**Problem to work on**
Only one stretch of the data below is wanted: the lines starting at the one with "Query: green leaf" and ending at the one with "x=84, y=135", both included, given again exactly.
==========
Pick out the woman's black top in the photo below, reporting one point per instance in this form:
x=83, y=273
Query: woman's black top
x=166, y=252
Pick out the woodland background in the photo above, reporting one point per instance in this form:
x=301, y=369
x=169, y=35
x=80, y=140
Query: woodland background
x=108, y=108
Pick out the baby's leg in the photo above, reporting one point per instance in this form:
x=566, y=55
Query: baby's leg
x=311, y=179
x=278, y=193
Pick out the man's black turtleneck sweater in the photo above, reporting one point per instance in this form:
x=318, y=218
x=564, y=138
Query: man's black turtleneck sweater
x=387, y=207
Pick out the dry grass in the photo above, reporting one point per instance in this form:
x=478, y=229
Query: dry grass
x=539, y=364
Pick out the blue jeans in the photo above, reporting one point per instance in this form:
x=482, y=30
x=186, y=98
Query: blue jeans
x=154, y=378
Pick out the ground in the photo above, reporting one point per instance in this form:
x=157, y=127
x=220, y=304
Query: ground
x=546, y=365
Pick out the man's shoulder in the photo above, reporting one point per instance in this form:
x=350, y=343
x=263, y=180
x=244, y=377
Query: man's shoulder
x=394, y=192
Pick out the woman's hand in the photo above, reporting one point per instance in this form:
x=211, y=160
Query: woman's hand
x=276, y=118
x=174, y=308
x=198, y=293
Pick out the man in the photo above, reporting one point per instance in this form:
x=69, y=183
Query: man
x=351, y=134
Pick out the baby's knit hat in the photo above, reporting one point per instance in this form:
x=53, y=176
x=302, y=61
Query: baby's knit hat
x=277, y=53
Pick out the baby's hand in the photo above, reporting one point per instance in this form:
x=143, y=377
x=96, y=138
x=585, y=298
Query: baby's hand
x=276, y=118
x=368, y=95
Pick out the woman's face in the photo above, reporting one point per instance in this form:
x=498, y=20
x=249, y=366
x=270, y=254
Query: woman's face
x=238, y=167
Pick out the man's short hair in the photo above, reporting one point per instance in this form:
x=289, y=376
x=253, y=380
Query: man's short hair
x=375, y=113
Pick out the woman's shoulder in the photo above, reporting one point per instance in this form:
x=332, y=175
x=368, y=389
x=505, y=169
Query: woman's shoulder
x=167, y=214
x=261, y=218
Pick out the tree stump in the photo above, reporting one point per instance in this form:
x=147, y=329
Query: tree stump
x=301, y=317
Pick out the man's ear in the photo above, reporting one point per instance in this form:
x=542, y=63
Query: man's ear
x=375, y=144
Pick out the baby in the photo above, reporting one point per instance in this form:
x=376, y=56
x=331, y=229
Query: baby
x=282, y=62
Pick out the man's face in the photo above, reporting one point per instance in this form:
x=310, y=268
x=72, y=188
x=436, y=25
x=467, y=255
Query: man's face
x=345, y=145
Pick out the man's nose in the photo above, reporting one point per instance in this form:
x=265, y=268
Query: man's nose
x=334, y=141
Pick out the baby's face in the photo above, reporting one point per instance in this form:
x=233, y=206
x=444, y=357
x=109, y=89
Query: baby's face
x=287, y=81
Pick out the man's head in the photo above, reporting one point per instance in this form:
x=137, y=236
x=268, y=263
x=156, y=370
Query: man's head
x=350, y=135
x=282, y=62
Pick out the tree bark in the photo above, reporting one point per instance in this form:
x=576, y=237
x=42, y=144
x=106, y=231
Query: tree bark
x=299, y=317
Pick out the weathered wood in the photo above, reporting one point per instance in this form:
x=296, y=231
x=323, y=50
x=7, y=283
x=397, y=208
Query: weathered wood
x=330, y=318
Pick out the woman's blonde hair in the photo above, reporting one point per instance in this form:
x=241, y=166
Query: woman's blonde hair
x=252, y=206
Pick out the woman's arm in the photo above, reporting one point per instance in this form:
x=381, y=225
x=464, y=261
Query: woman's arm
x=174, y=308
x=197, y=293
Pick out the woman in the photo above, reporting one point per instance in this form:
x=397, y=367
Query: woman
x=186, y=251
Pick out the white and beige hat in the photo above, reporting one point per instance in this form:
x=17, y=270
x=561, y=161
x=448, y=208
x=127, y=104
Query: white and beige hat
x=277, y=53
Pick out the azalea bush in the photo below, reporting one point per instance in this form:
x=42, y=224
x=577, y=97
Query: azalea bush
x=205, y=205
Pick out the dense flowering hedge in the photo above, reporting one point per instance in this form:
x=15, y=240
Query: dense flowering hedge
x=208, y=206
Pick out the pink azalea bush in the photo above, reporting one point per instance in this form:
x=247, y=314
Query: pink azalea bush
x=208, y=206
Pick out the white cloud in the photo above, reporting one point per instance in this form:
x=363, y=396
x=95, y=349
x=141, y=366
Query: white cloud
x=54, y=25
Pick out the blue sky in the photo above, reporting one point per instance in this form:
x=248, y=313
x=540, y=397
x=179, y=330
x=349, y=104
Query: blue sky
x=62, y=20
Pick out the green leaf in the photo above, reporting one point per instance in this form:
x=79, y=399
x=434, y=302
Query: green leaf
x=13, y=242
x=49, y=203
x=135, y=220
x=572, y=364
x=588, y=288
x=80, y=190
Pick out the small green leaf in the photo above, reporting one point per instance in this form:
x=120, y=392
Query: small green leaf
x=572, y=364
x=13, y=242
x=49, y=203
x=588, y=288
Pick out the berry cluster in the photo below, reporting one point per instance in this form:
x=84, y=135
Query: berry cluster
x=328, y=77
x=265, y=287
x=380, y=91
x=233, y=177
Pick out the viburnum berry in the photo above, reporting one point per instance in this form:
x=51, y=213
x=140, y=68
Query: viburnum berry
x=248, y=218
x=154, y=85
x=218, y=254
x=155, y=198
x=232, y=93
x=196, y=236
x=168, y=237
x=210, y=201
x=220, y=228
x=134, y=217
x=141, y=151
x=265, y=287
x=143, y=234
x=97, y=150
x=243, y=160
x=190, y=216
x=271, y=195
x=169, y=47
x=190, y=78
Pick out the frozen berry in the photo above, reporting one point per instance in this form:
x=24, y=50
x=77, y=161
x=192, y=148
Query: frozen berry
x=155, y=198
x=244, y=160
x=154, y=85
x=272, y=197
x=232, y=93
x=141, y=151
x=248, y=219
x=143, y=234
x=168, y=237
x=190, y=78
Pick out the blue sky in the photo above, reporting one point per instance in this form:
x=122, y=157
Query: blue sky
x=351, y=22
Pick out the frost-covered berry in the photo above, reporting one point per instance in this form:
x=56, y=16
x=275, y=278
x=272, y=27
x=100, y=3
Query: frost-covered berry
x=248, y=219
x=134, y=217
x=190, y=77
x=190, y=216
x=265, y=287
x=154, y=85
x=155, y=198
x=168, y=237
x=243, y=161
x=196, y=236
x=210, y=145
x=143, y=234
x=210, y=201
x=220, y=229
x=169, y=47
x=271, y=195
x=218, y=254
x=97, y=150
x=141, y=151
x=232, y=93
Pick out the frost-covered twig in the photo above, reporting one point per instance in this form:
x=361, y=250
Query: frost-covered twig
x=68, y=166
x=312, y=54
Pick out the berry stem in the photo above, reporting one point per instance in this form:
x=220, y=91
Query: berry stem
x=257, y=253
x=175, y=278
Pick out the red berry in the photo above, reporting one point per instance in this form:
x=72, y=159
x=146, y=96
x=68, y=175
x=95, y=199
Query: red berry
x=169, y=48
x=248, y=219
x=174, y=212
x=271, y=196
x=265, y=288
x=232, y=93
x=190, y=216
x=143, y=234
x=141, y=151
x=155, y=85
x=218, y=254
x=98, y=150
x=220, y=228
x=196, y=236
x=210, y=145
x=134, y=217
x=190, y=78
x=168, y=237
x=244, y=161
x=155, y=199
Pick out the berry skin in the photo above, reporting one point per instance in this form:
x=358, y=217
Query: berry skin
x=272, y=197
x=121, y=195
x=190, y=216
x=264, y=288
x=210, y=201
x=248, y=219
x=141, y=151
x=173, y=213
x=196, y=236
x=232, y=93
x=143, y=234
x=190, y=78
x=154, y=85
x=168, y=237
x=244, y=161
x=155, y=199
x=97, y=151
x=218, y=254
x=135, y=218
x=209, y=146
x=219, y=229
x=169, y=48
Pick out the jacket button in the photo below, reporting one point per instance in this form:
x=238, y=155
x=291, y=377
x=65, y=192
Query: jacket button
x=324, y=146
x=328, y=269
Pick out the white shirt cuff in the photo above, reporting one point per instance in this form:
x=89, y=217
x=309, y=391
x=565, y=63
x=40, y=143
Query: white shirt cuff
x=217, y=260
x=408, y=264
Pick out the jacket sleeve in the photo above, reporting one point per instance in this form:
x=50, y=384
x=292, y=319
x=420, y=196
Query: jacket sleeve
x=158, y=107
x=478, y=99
==========
**Exercise answer**
Query: green leaf
x=13, y=242
x=49, y=203
x=135, y=220
x=572, y=364
x=588, y=288
x=80, y=190
Pick out the small green leaf in the photo above, reporting one point per instance in this form:
x=120, y=392
Query: small green leaf
x=572, y=364
x=13, y=242
x=49, y=203
x=588, y=288
Pick out the berry cluster in the photo below, reporting one point per instance in this form:
x=84, y=135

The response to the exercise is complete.